- [Stored items]

#####

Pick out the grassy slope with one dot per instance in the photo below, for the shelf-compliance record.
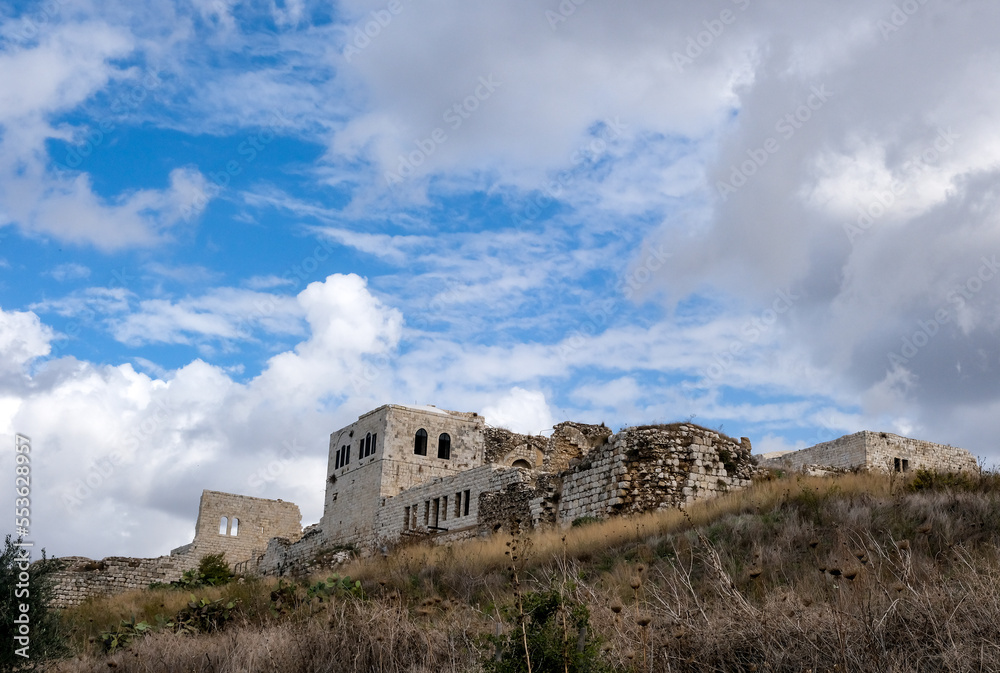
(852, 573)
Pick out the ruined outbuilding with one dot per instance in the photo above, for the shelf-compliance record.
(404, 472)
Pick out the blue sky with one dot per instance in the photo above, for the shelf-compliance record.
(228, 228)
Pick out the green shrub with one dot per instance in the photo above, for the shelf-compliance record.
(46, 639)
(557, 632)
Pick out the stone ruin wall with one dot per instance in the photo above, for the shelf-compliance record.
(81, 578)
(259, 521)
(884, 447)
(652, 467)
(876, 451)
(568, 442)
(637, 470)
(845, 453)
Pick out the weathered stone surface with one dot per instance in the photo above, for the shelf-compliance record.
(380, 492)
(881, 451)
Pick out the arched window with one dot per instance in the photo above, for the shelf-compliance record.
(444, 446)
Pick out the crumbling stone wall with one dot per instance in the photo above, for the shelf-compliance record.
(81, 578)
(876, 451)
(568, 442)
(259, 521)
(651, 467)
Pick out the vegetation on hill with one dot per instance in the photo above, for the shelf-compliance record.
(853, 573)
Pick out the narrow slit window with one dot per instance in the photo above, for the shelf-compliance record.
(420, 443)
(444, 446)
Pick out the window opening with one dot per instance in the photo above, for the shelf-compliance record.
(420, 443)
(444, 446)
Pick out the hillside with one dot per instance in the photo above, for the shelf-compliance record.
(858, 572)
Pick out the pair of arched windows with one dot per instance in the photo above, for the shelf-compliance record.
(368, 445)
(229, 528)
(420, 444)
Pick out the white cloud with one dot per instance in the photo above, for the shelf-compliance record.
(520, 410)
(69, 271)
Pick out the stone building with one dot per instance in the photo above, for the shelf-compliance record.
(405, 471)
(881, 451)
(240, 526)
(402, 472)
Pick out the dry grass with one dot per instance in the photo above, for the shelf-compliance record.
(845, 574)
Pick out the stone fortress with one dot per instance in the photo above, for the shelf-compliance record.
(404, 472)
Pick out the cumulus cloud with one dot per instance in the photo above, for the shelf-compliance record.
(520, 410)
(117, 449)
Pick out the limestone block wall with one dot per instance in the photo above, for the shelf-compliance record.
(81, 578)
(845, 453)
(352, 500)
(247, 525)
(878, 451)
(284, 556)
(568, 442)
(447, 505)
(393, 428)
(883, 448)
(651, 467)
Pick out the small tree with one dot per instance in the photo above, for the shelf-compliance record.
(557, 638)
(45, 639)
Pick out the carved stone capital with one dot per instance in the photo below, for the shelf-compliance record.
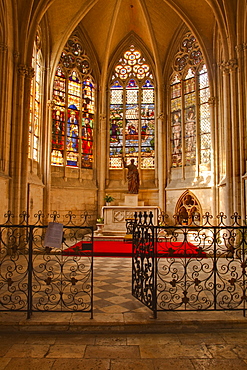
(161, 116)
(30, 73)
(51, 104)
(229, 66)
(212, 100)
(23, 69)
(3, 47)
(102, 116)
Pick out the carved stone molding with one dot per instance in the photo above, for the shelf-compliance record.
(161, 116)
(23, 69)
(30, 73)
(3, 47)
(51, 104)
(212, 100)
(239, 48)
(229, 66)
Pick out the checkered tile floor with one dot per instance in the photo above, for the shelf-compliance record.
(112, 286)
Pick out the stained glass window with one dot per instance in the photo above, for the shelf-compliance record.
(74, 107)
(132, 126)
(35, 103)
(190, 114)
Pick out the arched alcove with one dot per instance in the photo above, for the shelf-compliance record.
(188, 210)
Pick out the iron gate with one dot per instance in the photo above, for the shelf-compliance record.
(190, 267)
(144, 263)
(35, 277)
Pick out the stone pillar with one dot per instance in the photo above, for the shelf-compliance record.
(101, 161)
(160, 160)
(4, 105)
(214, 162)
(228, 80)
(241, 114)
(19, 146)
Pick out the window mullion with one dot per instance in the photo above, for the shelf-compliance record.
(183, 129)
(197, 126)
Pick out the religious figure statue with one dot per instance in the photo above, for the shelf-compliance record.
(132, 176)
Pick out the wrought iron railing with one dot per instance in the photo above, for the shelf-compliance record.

#####

- [To do]
Write out the data again, replacing "shelf-compliance record" with "site inventory record" throughout and keeping everything else the same. Omit the pictures.

- [Solution to this problem]
Pick out the grassy slope with one dot per instance in the photo below, for the site inventory record.
(852, 573)
Pick out the ruined outbuilding with one dot per instance in the photo above, for the site inventory record.
(404, 472)
Pick out the blue sky with one dot per instance in the photo above, for the site inventory record.
(228, 228)
Pick out the green shrub with one dot per instance in the photo above, for the site inventory record.
(46, 639)
(557, 632)
Pick out the stone ruin wall with one dot per instance in the photo above, for the site inventory record.
(81, 578)
(259, 521)
(884, 447)
(652, 467)
(876, 451)
(568, 442)
(637, 470)
(845, 453)
Pick out the weathered stone surface with one dot per instance in the photo above, for the site inventory record.
(380, 492)
(881, 451)
Pick out the arched window with one dot per instance in the photo above, for the site inventory record.
(444, 446)
Pick out the crumbling stone wall with one dot per instance in the photo above, for the site inventory record.
(81, 578)
(876, 451)
(568, 442)
(259, 521)
(651, 467)
Pick out the vegetation on hill with one dot per instance in the photo above, for the site inventory record.
(853, 573)
Pick out the narrow slit window with one dot per instance in the photo above, for the site inventory record.
(420, 443)
(444, 446)
Pick out the window opening with one dot per instance in the photo above, for the site inventory record.
(420, 443)
(444, 446)
Pick out the hillside with one dot per instance in the photo above, for the site inventory record.
(858, 572)
Pick out the pair of arched windows with one dot per instance in the photo above, for the site inventory record.
(368, 445)
(229, 528)
(420, 444)
Pick out the white cloud with one dot per instance in the photo above, for the site inventory record.
(520, 410)
(69, 271)
Pick out the stone building with one dot per instance in the photo above, for the site inventory record.
(405, 471)
(881, 451)
(240, 526)
(402, 472)
Pick out the dry grass with one dot per instance in the photo above, for the site inventory record.
(845, 574)
Pick out the stone fortress with one dot per instance in the photo above, for the site inventory record.
(404, 472)
Pick out the cumulus cloud with one dot per instance in the photo above, for the site inventory record.
(520, 410)
(117, 449)
Pick out the limestone block wall with one dot per instance in the photo above, for the site inventory record.
(81, 578)
(845, 453)
(352, 500)
(247, 525)
(878, 451)
(284, 556)
(568, 442)
(447, 505)
(393, 428)
(883, 448)
(651, 467)
Pick out the small tree with one dot per instance in the photo above, for the site inventory record.
(557, 638)
(45, 639)
Pick out the carved stone capital with one dot per instance in the photo below, for the site inventory record.
(161, 116)
(30, 73)
(51, 104)
(229, 66)
(212, 100)
(23, 69)
(3, 47)
(102, 116)
Pick out the carved stone molding with one dot per instance in the photo above, for the site inventory record.
(161, 116)
(23, 69)
(30, 73)
(3, 47)
(51, 104)
(212, 100)
(239, 48)
(229, 66)
Pick out the checkered tile floor with one dot per instance in the photo above, for the site inventory record.
(112, 286)
Pick out the stained glass window with one dot per instance in the photo above, for the site inventory record.
(74, 107)
(132, 126)
(35, 103)
(190, 114)
Pick out the arched alcove with one dot per instance in the photo above, for the site inventory record.
(188, 210)
Pick out the iron gate with one dot per instance in the photo above, for the site inventory record.
(190, 267)
(144, 263)
(35, 277)
Pick out the stone pillar with one dot per instance in the photo above, for the site inventory record.
(101, 161)
(160, 160)
(4, 105)
(214, 162)
(228, 80)
(241, 114)
(19, 146)
Pick out the window mullion with one dot per instance in the photo above, for the site inventory record.
(183, 129)
(197, 126)
Pick out the religious figure statue with one dot per instance in the photo above, for the site inventory record.
(132, 176)
Pick out the wrought iron railing with one dot per instance in the photo above, for the site inventory record.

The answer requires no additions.